§ **Records supplied**:
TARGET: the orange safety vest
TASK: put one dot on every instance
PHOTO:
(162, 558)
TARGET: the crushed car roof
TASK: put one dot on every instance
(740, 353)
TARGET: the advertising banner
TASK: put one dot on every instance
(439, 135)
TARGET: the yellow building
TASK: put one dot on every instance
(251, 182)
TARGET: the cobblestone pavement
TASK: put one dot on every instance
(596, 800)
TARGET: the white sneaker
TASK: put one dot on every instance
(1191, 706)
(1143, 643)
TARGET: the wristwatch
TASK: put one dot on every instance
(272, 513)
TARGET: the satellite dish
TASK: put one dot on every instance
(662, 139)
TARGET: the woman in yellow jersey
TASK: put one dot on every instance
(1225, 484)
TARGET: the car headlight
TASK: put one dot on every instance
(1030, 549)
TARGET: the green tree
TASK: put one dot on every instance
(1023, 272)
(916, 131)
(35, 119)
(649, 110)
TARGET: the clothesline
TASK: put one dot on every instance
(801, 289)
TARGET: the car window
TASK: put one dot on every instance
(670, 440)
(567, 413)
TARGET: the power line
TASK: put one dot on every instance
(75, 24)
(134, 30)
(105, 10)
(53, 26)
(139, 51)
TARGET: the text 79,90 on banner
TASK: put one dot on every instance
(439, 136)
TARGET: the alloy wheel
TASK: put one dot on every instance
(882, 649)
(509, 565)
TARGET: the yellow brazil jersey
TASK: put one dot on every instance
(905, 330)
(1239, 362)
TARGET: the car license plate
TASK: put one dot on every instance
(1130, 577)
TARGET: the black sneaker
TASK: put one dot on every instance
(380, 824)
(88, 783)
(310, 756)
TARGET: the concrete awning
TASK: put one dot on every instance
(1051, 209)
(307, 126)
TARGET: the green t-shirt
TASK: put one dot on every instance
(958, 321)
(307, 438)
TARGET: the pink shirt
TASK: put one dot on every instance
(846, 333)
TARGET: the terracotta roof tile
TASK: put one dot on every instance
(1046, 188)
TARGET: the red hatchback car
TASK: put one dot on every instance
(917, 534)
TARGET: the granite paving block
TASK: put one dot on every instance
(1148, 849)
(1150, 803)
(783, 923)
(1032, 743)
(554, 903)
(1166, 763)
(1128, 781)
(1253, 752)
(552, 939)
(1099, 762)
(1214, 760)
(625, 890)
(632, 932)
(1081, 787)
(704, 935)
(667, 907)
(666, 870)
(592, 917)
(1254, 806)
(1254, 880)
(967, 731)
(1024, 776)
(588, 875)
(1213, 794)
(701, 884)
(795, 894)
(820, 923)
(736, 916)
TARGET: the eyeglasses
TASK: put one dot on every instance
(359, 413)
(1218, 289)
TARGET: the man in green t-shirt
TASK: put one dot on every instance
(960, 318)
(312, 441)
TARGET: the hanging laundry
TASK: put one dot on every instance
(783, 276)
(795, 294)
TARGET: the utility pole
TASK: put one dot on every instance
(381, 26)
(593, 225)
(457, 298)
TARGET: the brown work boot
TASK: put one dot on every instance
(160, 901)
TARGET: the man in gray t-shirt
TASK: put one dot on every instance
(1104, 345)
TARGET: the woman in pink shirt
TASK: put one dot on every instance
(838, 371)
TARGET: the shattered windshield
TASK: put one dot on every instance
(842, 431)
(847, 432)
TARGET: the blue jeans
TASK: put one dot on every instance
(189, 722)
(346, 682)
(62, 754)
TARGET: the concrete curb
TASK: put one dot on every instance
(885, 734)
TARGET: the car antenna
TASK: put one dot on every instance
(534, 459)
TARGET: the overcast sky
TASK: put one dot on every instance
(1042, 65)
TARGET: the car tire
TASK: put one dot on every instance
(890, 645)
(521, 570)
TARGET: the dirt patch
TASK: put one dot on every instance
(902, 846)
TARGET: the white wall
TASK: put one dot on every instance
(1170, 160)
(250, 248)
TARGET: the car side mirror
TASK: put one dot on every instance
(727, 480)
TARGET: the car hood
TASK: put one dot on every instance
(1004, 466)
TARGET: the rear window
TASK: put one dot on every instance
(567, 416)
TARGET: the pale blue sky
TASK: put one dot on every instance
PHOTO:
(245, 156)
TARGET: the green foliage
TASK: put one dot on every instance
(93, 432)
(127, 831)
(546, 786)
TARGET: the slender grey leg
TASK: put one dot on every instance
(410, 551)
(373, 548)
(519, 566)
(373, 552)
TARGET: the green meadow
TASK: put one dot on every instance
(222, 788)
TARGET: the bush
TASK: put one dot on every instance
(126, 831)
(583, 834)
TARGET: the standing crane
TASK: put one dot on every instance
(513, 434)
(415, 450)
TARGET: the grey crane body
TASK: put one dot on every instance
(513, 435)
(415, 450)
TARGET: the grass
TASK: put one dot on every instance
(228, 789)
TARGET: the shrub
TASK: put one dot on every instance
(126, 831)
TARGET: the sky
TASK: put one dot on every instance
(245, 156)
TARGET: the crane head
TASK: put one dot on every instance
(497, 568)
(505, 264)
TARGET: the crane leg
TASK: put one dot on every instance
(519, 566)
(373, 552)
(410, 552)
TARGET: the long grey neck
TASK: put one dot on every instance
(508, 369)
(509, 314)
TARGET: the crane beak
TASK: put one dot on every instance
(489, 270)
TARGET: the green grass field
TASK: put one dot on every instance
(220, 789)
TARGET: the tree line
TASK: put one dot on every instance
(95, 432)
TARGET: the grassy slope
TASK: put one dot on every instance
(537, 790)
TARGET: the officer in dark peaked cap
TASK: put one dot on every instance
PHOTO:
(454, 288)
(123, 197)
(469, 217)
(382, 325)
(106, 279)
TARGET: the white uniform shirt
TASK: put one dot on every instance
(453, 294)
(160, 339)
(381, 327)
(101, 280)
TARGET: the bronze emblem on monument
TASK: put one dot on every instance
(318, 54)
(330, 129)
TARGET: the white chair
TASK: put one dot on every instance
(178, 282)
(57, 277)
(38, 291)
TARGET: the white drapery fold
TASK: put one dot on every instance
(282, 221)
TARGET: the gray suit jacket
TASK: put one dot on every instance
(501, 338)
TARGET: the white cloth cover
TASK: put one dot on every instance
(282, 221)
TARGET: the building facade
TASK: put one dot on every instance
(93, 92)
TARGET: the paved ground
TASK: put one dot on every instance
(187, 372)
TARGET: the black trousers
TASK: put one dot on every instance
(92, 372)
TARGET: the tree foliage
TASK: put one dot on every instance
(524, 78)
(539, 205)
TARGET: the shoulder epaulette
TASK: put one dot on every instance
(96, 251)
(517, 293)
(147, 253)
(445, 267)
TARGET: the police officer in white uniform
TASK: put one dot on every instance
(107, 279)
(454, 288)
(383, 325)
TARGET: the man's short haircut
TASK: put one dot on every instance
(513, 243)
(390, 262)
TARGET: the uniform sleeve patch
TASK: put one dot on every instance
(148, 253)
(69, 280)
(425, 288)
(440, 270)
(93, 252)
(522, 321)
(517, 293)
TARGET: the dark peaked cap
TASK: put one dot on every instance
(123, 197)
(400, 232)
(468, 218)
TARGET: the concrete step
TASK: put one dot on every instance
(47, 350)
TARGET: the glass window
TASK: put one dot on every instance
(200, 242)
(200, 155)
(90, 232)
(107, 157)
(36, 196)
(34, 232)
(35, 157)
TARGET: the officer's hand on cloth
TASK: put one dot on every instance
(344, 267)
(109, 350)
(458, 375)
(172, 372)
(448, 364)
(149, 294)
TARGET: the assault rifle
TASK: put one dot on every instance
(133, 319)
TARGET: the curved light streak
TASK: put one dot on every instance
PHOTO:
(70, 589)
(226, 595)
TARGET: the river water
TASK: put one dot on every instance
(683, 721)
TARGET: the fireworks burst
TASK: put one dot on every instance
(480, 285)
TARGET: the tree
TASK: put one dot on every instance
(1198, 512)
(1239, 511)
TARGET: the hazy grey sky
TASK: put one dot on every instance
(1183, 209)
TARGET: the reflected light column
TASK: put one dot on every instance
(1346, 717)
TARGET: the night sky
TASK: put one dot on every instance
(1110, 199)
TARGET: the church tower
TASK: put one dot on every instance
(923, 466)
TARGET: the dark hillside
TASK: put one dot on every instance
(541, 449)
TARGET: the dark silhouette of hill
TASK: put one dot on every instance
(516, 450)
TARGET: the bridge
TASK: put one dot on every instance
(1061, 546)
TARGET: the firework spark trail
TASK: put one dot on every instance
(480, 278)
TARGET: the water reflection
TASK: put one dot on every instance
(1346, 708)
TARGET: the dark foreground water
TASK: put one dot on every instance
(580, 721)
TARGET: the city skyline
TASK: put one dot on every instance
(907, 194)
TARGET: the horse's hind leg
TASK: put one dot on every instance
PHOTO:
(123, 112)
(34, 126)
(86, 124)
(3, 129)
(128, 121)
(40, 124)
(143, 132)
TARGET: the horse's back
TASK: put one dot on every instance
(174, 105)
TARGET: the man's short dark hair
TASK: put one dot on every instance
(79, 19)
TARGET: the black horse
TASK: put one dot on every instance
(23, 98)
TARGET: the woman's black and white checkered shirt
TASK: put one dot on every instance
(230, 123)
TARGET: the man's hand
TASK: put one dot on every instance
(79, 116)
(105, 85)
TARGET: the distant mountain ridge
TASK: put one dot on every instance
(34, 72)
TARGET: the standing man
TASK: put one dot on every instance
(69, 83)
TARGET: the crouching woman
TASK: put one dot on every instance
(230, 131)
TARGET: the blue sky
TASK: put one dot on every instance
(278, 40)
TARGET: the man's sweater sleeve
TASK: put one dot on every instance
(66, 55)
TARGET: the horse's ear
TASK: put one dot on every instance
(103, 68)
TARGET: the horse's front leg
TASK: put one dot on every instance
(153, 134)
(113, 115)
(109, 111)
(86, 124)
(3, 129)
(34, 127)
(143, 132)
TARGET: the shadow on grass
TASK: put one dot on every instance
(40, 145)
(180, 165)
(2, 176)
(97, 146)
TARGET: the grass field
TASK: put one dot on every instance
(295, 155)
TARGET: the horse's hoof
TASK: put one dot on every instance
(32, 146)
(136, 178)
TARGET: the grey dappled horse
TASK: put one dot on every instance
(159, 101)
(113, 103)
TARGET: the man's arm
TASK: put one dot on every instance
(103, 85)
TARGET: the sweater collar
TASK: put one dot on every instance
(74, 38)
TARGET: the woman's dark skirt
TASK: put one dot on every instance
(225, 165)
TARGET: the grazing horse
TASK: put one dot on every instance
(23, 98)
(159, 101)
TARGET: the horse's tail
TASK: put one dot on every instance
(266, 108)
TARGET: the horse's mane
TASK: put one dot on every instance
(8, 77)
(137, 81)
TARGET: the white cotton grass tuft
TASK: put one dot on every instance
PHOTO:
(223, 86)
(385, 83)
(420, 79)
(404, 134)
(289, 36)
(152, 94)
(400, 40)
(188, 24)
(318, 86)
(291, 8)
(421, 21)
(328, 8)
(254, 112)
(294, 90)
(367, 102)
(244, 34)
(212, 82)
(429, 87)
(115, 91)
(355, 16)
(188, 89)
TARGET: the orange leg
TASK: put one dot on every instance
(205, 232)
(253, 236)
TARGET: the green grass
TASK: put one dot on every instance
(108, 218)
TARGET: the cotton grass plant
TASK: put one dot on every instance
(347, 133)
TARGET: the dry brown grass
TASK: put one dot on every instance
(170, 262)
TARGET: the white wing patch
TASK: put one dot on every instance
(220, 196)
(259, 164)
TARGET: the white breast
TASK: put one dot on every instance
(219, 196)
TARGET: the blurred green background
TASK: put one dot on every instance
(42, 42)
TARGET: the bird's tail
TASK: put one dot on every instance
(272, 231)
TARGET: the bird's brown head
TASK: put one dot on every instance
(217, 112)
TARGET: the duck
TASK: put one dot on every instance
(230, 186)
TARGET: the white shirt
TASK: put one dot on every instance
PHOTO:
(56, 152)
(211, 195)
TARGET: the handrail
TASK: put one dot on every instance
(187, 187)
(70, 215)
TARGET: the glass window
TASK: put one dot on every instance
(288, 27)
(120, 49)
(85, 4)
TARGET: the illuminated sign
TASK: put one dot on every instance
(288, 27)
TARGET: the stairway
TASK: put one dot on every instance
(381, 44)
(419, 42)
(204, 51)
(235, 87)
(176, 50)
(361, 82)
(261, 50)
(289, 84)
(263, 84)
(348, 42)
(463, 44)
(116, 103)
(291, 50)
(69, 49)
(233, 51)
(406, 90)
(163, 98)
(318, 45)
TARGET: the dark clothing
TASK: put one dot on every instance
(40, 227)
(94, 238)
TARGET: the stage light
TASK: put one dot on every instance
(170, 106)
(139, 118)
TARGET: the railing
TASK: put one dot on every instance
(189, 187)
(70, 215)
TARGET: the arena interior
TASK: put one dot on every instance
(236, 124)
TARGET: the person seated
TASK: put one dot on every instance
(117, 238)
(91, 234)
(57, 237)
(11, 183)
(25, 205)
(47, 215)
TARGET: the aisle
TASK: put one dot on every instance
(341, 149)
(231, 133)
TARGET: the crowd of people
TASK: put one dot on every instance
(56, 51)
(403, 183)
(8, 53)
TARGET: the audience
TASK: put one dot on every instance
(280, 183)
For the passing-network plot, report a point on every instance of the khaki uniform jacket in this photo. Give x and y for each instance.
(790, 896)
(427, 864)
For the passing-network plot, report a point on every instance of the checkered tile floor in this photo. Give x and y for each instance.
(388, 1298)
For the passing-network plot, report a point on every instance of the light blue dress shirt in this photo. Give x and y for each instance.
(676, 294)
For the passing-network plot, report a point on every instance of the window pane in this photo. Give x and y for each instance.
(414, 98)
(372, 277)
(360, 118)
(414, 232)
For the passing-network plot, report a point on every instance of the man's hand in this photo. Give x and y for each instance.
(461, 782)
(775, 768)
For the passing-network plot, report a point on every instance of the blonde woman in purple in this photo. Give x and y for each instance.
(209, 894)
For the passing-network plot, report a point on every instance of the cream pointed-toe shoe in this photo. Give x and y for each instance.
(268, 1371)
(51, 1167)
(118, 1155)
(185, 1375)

§ **Exercise aim**: Starting at the line that has "TARGET: the gray suit jacket" and ending at the line that has "TARGET: the shoulder epaulette", please write out the lines above exactly, leaving out all others.

§ **Your response**:
TARGET: the gray suit jacket
TASK: put one dot on every instance
(501, 338)
TARGET: the white cloth cover
TASK: put one dot on every instance
(282, 221)
TARGET: the building facade
TASK: put one dot on every instance
(93, 92)
TARGET: the paved ground
TASK: put one dot on every instance
(187, 372)
TARGET: the black trousers
TASK: put one dot on every instance
(92, 372)
TARGET: the tree foliage
TASK: put one dot on every instance
(524, 78)
(539, 205)
TARGET: the shoulder epaulette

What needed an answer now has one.